__SET PROBLEM__.
Reproduce every line of the records below word for word, omitting the pictures.

__Dataset excerpt__.
+ + + +

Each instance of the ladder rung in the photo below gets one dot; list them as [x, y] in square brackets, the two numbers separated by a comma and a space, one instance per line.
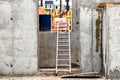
[63, 45]
[63, 65]
[63, 70]
[63, 54]
[63, 59]
[63, 38]
[63, 41]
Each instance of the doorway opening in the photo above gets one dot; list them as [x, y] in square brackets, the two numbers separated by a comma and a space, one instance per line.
[49, 11]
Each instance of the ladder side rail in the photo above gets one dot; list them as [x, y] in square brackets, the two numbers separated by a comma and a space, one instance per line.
[57, 48]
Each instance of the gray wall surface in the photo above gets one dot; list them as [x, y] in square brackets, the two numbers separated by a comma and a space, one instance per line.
[18, 36]
[90, 60]
[112, 40]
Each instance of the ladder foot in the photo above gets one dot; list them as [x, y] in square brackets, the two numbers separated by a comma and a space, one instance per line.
[56, 74]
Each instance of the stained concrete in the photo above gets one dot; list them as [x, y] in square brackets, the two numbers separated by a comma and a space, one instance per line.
[111, 41]
[18, 36]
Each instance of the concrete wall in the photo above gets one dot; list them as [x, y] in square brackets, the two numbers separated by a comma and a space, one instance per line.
[112, 41]
[18, 36]
[90, 60]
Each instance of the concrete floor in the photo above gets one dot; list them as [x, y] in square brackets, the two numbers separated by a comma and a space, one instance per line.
[41, 78]
[46, 74]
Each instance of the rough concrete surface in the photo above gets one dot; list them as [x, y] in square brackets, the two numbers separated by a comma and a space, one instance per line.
[18, 36]
[113, 41]
[45, 78]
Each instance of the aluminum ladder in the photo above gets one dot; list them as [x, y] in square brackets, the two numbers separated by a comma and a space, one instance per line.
[63, 50]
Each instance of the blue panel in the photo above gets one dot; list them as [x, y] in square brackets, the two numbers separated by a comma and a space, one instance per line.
[45, 22]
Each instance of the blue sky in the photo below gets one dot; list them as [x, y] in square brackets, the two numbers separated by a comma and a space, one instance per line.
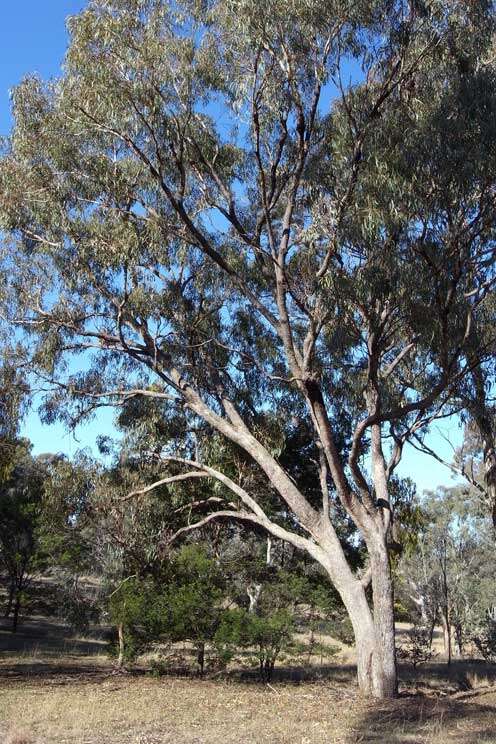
[33, 39]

+ + + +

__CORRECT RESULT__.
Each instance of the ladder rung in the photo below gets one dot; list them as [x, y] in square brackets, the two numbers separated by a comma and a space, one instance per line.
[63, 45]
[63, 65]
[63, 70]
[63, 54]
[63, 59]
[63, 38]
[63, 41]
Each instance of the doorway opening in the photo above gets one dot; list them as [x, y] in square brackets, the two numbers separated by a comma and a space, one instance per line.
[49, 11]
Each instance of the ladder side rail in the photo above gets one dot; list them as [x, y] in square brackets, the two numbers separated by a comma and a space, one instance per line.
[57, 48]
Each instance of the gray wall surface in the photo above gets one dot; list them as [x, y] in square brackets, the two numbers separated by a comma and a space, one instance per line.
[18, 36]
[90, 60]
[112, 40]
Each instance of the ladder foot in the photo above gets one dot; list them as [x, y] in square brackets, the two numbers separated by a comma and a space, one instance per line.
[56, 74]
Each instance of the stained concrete in the photo above gets one dot; list them as [x, y] in square brackets, the two numbers separated by a comma and a space, one instance per line.
[111, 41]
[18, 36]
Each instance of the concrete wall in the photo above gets one dot; list them as [x, y] in square brackets, the two numbers separated by a comma and a space, one instance per line.
[112, 41]
[18, 36]
[90, 60]
Each instance of the concrete floor in the photo above gets one dot; list them as [x, y] in square brackets, the two numbers separated by a comma and a space, one instance per line.
[41, 78]
[46, 74]
Each instance of the rough concrete surface in the photo above gets one dot; list them as [x, y] in square brackets, the two numbers separated by a comma and a space, one instance per line.
[18, 36]
[113, 41]
[45, 78]
Each instance of the aluminum ladder in the photo above gets one dot; list them as [x, y] in square brackets, the two numbers separated by a comma and a space, one instance per line.
[63, 50]
Each instance of the blue panel in the photo above gets one dot; list them as [x, y] in square brackets, the two numbers separated by a comma and a space, one instance per line.
[45, 22]
Each instance of the blue sky in the photo below gets one dot; list them as [x, y] in square brackets, the two numbers separated by a comma and a space, one instance per line.
[33, 39]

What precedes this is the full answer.